Selected passage:
--------------------------------------------------

It’s always sad to say goodbye to summer, but that just means the cooler days of fall are right around the corner.
Fall is our favorite season and we look forward to hiking through the changing leaves with our pups, sipping cider around campfires and, hopefully, doing some good foraging. And it will be even more exciting when we get to do this in different parts of the country.
We love the idea of foraging wild ingredients for salads, side dishes, and drinks. However, with so many wild foods that grow along hiking trails and streams, it can be a little overwhelming.
So, we’re going to play it safe and start slow with some easy to identify wild edibles.
We’ve broken it down into 4 main categories and we suggest having one or two in mind when heading out, because even if you’re not picking right now, it’s good to go out and familiarize yourself with them.

--------------------------------------------------

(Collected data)
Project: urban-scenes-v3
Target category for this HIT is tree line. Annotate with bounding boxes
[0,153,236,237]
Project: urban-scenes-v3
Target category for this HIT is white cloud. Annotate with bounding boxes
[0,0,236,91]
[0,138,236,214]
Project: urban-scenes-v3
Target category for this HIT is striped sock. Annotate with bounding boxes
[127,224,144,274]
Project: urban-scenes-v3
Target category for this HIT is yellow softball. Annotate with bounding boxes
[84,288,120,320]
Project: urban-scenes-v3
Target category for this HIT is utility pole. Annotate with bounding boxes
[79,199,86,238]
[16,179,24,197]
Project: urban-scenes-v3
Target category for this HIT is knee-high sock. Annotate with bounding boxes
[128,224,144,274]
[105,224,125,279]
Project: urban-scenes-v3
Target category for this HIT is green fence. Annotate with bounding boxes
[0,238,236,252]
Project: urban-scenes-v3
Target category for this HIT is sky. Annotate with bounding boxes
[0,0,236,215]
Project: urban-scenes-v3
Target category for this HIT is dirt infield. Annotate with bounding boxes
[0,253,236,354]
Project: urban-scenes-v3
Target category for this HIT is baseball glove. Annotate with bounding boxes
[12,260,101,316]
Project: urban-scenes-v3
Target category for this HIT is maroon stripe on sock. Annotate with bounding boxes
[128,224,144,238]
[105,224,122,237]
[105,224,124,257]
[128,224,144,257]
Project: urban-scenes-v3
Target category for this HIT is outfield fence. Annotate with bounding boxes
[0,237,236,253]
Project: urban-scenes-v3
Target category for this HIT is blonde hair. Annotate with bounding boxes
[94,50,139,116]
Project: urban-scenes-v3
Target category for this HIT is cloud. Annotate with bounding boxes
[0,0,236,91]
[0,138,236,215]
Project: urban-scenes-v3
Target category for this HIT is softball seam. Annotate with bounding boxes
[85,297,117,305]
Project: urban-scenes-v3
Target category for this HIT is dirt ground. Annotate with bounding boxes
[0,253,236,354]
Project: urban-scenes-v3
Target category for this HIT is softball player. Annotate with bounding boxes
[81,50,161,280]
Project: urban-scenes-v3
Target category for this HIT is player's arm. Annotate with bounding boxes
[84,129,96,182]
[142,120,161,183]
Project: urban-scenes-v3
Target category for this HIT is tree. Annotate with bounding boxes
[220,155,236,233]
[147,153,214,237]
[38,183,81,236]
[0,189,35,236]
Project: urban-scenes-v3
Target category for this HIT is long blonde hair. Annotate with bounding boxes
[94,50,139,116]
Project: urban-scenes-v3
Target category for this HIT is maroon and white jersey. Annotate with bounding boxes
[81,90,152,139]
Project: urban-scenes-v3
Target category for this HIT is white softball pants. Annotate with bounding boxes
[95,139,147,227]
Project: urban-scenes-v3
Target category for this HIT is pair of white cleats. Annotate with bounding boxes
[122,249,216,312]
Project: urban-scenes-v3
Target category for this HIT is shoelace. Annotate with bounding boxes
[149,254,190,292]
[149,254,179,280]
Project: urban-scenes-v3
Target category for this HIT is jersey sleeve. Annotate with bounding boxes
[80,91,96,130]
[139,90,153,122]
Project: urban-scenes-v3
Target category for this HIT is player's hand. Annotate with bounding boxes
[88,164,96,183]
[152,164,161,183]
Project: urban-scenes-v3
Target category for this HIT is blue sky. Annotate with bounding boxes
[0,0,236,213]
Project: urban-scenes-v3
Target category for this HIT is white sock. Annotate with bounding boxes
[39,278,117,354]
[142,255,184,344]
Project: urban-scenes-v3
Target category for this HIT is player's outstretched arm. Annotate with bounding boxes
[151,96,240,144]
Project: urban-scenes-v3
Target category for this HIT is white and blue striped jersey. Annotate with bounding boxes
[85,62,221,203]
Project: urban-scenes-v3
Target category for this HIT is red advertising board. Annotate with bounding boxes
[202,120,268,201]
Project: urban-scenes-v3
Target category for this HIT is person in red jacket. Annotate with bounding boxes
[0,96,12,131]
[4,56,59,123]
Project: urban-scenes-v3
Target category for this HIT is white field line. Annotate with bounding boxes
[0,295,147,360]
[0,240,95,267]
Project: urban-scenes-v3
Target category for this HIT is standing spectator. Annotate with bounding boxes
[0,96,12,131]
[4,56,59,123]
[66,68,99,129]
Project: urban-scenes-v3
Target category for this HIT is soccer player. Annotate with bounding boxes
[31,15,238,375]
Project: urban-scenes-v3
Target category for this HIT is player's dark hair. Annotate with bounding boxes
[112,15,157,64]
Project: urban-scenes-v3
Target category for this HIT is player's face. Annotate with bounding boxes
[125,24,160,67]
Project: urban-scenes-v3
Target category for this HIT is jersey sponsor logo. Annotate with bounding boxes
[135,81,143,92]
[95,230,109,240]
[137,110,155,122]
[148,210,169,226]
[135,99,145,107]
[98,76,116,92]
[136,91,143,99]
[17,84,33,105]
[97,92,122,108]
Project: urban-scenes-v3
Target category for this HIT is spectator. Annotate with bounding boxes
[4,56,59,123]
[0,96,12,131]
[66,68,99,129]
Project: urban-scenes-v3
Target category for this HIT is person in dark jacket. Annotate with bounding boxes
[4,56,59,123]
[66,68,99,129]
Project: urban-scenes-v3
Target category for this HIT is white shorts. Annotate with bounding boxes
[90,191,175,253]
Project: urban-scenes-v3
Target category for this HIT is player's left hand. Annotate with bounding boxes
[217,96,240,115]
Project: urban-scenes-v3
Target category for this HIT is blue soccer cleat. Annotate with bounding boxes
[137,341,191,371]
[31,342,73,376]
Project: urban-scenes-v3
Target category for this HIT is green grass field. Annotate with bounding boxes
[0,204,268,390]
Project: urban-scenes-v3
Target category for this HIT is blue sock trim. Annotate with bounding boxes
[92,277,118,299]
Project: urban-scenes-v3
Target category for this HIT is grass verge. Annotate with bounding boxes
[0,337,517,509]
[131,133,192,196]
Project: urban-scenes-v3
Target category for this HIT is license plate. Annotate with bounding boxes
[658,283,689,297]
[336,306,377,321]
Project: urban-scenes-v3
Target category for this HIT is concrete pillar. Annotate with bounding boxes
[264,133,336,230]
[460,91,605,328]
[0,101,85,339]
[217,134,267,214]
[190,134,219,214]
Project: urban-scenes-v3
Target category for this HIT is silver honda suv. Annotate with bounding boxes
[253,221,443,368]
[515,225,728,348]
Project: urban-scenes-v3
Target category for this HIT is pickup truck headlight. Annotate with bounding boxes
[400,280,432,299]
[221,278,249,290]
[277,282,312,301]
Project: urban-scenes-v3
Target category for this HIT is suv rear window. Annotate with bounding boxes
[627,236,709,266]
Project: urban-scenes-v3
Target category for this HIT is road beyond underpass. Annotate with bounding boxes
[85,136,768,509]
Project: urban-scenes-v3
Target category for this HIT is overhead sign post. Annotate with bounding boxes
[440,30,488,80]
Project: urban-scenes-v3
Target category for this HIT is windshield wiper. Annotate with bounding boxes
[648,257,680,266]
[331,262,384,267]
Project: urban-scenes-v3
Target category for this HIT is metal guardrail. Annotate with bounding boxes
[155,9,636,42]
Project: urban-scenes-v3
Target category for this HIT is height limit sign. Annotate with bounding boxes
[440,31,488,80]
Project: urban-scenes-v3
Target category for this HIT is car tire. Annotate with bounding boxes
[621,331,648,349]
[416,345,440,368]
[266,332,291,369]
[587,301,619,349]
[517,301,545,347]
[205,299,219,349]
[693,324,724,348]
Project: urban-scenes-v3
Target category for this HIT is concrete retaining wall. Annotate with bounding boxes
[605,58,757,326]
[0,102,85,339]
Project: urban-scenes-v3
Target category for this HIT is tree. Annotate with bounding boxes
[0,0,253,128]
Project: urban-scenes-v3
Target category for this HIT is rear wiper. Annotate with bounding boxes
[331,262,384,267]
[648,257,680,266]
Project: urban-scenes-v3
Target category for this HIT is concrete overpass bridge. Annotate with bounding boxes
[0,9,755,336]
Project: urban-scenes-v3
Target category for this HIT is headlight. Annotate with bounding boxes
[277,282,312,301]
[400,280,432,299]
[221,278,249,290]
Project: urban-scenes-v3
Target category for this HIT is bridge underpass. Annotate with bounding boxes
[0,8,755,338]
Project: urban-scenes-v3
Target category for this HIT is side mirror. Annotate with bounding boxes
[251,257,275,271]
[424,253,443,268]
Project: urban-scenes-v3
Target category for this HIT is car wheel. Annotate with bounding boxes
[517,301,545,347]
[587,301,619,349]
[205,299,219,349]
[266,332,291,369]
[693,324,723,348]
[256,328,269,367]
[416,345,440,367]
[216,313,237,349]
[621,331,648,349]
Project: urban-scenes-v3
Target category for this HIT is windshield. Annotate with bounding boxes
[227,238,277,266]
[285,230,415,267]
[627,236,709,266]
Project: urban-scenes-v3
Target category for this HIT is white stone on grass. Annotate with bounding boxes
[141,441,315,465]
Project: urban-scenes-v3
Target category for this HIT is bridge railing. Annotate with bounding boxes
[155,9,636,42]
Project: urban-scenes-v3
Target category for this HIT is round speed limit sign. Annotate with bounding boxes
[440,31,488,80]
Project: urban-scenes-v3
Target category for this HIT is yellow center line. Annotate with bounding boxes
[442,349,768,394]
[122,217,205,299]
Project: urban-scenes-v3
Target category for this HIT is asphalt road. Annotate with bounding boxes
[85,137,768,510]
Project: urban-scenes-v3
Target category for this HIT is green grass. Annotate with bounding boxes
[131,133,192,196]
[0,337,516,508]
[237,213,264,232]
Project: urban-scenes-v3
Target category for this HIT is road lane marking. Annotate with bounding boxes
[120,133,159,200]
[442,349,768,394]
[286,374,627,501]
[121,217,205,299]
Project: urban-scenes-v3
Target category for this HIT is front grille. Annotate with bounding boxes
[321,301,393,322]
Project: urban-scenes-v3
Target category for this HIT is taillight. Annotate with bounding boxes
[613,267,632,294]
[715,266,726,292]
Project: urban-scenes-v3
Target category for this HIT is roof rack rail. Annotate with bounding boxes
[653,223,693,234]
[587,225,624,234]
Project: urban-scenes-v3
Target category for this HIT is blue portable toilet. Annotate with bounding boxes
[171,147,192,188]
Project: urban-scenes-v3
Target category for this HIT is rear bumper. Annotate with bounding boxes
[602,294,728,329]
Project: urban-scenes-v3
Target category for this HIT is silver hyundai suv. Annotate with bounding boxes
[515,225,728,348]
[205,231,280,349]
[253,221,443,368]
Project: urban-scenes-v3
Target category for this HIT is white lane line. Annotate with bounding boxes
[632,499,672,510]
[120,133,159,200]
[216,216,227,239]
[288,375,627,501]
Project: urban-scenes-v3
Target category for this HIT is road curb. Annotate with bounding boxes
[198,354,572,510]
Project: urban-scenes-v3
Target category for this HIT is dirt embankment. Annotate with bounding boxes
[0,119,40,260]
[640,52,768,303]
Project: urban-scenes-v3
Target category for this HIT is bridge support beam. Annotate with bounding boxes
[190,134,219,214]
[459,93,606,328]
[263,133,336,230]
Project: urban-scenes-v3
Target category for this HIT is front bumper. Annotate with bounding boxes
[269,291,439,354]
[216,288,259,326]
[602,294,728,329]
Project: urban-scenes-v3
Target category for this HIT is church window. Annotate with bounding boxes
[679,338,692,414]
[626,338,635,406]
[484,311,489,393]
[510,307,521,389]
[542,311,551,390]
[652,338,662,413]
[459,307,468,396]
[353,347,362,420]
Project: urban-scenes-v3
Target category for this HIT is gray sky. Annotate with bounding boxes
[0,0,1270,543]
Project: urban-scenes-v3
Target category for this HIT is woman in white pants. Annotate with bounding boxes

--------------------------------------------------

What you need to do:
(1) According to the fall foraging text, into how many main categories are the wild edibles broken down?
(2) Rewrite the fall foraging text starting with "We love the" and going on through "yourself with them.", replacing "categories" with "groups".

Answers for the tasks:
(1) Four main categories.

(2)
We love the idea of foraging wild ingredients for salads, side dishes, and drinks. However, with so many wild foods that grow along hiking trails and streams, it can be a little overwhelming.
So, we’re going to play it safe and start slow with some easy to identify wild edibles.
We’ve broken it down into 4 main groups and we suggest having one or two in mind when heading out, because even if you’re not picking right now, it’s good to go out and familiarize yourself with them.